- TEXTAUSZUG

Zu Fuß auf den Spuren der Vergangenheit

von Stefan Bolz
Friedensmarsch zur KZ-Gedenkstätte
Leonberger Kreiszeitung, 8. Mai 2008

Renningen/Leonberg. So etwas hat es noch nie gegeben: Rund 700 Schüler, Lehrer und Eltern sind gestern vom Renninger Gymnasium zu Fuß zur Leonberger KZ-Gedenkstätte gezogen. Dort gedachten sie in einer Feierstunde der Opfer von Krieg und Gewaltherrschaft.

Das strahlende Frühsommerwetter mag eigentlich nicht recht zu dem ernsten Anlass passen. Eher sieht es wie ein Spaziergang aus, als die Renninger Gymnasiasten am Morgen über den Längenbühl und die alte Trasse der B 295 nach Leonberg ziehen.

- AUFGABEN
#1 Geben Sie den Zeitungsbericht von „Renningen/Leonberg. So etwas“ bis einschließlich „Krieg und Gewaltherrschaft.“ erneut wieder und tauschen Sie dabei „Feierstunde“ gegen „Gedenkfeier“ aus.
#2 Zählen Sie alle Personengruppen auf, die laut dem Zeitungsbericht im Satz beginnend mit „So etwas hat es noch nie gegeben“ zu Fuß zur KZ-Gedenkstätte gezogen sind.

- ROHDATEN
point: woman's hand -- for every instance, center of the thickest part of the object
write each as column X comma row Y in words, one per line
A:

- LÖSUNGEN
#1
Renningen/Leonberg. So etwas hat es noch nie gegeben: Rund 700 Schüler, Lehrer und Eltern sind gestern vom Renninger Gymnasium zu Fuß zur Leonberger KZ-Gedenkstätte gezogen. Dort gedachten sie in einer Gedenkfeier der Opfer von Krieg und Gewaltherrschaft.

#2 Schüler, Lehrer, Eltern